- _WHAT THIS TASK INVOLVES_: All of the material below is to be retyped exactly.

- _STORED ROWS_:
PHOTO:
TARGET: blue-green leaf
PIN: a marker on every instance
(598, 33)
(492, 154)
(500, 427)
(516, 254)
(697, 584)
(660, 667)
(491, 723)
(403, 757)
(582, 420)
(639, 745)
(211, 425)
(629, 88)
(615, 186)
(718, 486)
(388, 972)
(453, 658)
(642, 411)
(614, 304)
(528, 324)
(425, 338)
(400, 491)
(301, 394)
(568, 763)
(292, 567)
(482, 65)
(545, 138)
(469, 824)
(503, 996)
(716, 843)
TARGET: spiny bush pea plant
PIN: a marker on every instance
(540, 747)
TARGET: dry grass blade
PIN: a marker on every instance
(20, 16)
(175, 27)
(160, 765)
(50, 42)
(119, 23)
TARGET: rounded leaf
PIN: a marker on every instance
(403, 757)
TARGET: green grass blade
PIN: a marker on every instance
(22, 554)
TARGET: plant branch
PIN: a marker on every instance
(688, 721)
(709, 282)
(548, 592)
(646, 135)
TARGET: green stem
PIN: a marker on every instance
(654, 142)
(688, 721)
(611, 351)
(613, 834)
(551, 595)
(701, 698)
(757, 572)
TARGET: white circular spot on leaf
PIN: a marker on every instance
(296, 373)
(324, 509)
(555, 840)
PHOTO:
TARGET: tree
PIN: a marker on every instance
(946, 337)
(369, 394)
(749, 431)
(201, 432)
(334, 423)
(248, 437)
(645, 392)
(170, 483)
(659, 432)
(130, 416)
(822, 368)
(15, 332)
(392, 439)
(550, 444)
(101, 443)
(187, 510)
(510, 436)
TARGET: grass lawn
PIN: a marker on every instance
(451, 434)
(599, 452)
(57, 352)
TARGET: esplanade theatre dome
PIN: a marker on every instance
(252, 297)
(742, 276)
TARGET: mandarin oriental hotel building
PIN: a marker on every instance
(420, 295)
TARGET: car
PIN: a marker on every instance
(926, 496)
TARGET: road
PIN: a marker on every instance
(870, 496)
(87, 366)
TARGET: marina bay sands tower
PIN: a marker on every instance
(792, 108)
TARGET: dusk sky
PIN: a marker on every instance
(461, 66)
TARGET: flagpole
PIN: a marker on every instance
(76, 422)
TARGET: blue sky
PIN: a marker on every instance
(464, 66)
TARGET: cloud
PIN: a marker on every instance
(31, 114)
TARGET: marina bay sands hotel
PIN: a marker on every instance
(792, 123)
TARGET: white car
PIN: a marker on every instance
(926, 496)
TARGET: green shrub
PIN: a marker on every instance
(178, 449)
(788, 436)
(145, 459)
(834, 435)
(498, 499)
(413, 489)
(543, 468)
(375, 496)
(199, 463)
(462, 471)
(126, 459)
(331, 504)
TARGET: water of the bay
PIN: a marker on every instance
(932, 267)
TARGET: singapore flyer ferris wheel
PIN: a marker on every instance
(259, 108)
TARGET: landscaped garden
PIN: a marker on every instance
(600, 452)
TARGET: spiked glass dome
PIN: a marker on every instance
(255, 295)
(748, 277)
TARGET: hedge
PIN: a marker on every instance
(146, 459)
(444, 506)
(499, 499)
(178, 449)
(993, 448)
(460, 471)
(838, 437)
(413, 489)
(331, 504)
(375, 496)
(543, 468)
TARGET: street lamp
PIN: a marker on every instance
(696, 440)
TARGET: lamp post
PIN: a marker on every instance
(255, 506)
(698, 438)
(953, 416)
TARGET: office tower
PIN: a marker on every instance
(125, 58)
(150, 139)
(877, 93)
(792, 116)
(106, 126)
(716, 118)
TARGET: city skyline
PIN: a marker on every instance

- _THE ANSWER_:
PHOTO:
TARGET: blue-green leaf
PIN: a marker on every instance
(598, 33)
(492, 154)
(500, 427)
(516, 254)
(697, 584)
(660, 667)
(491, 723)
(403, 757)
(582, 420)
(639, 745)
(211, 425)
(629, 88)
(615, 186)
(718, 486)
(388, 972)
(453, 658)
(642, 411)
(614, 304)
(528, 324)
(425, 338)
(400, 491)
(301, 394)
(568, 763)
(292, 567)
(482, 65)
(545, 138)
(469, 824)
(503, 996)
(716, 843)
TARGET: spiny bush pea plant
PIN: a marker on every instance
(540, 747)
TARGET: dry grass blade
PIN: a marker on every instance
(20, 16)
(175, 27)
(160, 765)
(50, 42)
(119, 23)
TARGET: rounded leaf
PIN: a marker on every instance
(403, 757)
TARGET: green grass blade
PIN: a marker on every instance
(22, 554)
TARGET: plant branch
PIN: a marker on every instance
(688, 721)
(709, 282)
(548, 592)
(646, 135)
TARGET: green stem
PIN: a marker on every instance
(654, 142)
(688, 721)
(611, 351)
(613, 834)
(551, 595)
(701, 698)
(757, 572)
TARGET: white circular spot on leaf
PIN: a marker on every instance
(296, 373)
(324, 509)
(555, 840)
PHOTO:
TARGET: tree
PIN: a marker on every instance
(946, 337)
(369, 394)
(749, 431)
(201, 432)
(334, 423)
(248, 437)
(645, 392)
(170, 483)
(659, 432)
(130, 416)
(822, 368)
(15, 332)
(392, 439)
(550, 444)
(101, 443)
(187, 510)
(510, 436)
TARGET: grass lawn
PIN: a marker on every instance
(451, 434)
(599, 452)
(57, 352)
TARGET: esplanade theatre dome
PIN: a marker on every instance
(252, 297)
(742, 276)
TARGET: mandarin oriental hotel building
PIN: a marker on every instance
(420, 295)
TARGET: car
PIN: a marker on every instance
(926, 496)
TARGET: road
PIN: a marker on every instance
(870, 496)
(87, 366)
TARGET: marina bay sands tower
PIN: a marker on every instance
(792, 108)
TARGET: dusk sky
PIN: a marker on every instance
(461, 66)
TARGET: flagpole
PIN: a marker on every instance
(76, 422)
TARGET: blue sky
PIN: a marker on every instance
(464, 66)
TARGET: cloud
PIN: a marker on every instance
(31, 114)
TARGET: marina bay sands hotel
PIN: a marker on every instance
(792, 123)
TARGET: white car
PIN: a marker on every instance
(926, 496)
TARGET: green shrub
PIN: a marker on every instance
(178, 449)
(788, 436)
(145, 459)
(834, 435)
(498, 499)
(413, 489)
(543, 468)
(375, 496)
(199, 463)
(462, 471)
(126, 459)
(331, 504)
TARGET: water of the bay
PIN: a marker on every instance
(932, 267)
TARGET: singapore flyer ferris wheel
PIN: a marker on every instance
(259, 108)
TARGET: landscaped garden
PIN: a marker on every instance
(600, 452)
TARGET: spiked glass dome
PIN: a marker on every instance
(255, 295)
(748, 277)
TARGET: hedge
PIN: a marker on every instance
(146, 459)
(444, 506)
(499, 499)
(178, 449)
(993, 448)
(460, 471)
(838, 437)
(413, 489)
(331, 504)
(375, 496)
(543, 468)
TARGET: street lamp
PIN: a marker on every instance
(696, 440)
TARGET: lamp post
PIN: a marker on every instance
(255, 506)
(698, 438)
(953, 416)
TARGET: office tower
PIN: a marker on every instance
(125, 58)
(150, 139)
(877, 93)
(792, 116)
(106, 126)
(716, 118)
TARGET: city skyline
PIN: a marker on every instance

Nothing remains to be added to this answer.